Display every line of the listing below that contains the word "feather". Case counts, so a line matches only if the letters agree in capitalization.
-- START --
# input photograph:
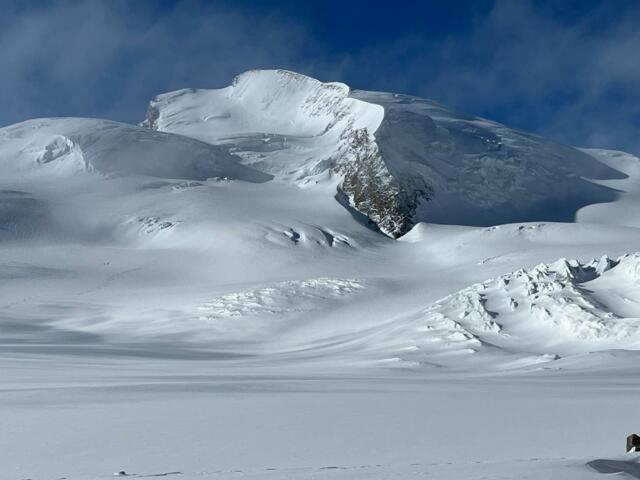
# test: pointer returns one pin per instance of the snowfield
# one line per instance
(284, 278)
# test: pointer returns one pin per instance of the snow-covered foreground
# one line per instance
(80, 418)
(211, 301)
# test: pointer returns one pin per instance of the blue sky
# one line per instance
(569, 70)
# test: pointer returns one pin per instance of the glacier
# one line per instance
(286, 278)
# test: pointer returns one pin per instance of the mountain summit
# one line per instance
(396, 159)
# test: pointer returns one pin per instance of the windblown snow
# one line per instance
(285, 278)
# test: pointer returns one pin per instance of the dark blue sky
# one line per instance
(569, 70)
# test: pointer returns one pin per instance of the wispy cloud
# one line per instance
(574, 79)
(74, 57)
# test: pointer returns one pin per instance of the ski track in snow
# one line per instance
(218, 295)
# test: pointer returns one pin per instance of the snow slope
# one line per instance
(400, 159)
(195, 300)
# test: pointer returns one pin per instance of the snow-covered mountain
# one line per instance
(399, 159)
(195, 295)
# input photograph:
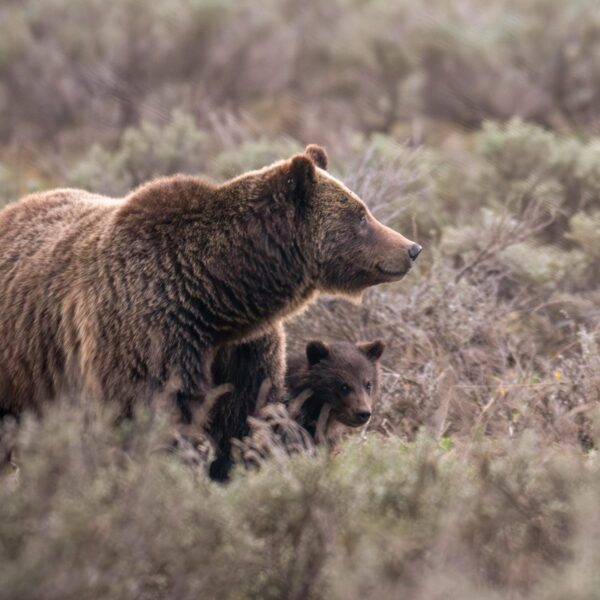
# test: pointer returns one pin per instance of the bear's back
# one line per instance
(37, 225)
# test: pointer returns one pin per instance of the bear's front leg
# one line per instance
(245, 366)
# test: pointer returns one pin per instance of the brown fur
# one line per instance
(181, 281)
(341, 376)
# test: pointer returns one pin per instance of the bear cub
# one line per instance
(341, 376)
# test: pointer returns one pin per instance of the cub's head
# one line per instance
(346, 376)
(349, 248)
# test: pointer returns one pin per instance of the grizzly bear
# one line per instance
(340, 375)
(182, 282)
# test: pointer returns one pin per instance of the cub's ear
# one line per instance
(316, 351)
(372, 350)
(317, 154)
(301, 177)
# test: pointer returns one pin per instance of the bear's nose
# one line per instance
(362, 416)
(414, 251)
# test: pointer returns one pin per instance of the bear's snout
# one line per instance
(414, 251)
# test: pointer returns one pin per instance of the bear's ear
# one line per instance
(372, 350)
(316, 351)
(318, 155)
(301, 177)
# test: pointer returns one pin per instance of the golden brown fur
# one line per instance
(181, 280)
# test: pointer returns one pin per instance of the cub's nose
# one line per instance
(414, 251)
(362, 416)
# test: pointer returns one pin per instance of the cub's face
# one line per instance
(346, 376)
(354, 250)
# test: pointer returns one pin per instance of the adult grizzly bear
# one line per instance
(340, 376)
(180, 281)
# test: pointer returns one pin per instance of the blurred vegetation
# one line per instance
(471, 127)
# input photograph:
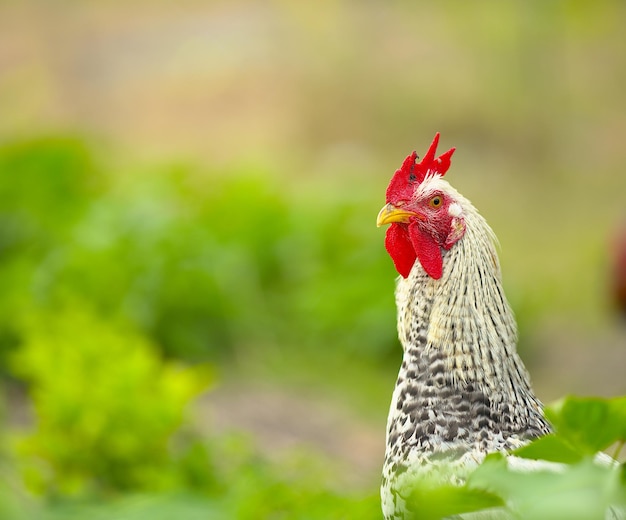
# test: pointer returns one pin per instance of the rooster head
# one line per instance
(424, 216)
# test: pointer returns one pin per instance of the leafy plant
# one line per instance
(106, 406)
(565, 478)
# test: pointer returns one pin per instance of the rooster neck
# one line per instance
(462, 388)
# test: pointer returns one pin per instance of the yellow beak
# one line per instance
(391, 213)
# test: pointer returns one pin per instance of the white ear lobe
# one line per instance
(455, 210)
(457, 230)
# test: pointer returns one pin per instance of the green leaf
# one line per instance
(550, 447)
(590, 424)
(434, 502)
(582, 491)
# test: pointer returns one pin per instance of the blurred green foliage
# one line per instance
(114, 283)
(199, 265)
(106, 406)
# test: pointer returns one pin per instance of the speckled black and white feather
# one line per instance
(462, 390)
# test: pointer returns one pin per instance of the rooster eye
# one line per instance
(436, 201)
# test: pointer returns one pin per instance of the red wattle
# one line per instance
(400, 248)
(428, 251)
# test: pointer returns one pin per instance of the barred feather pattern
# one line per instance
(462, 390)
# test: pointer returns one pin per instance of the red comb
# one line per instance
(411, 172)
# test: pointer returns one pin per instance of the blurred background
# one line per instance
(196, 308)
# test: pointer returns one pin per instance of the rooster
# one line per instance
(462, 390)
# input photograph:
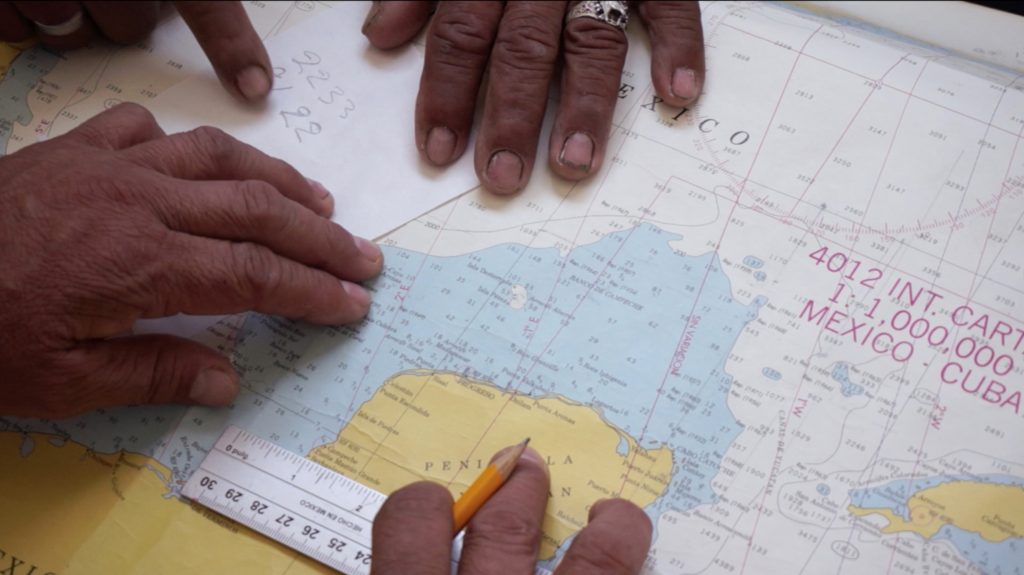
-- END --
--- EXERCISE SOLUTION ---
# test: pointer returns one pin per instance of the speckled black and white feather
# test: pointer returns one pin per instance of the barred feather pattern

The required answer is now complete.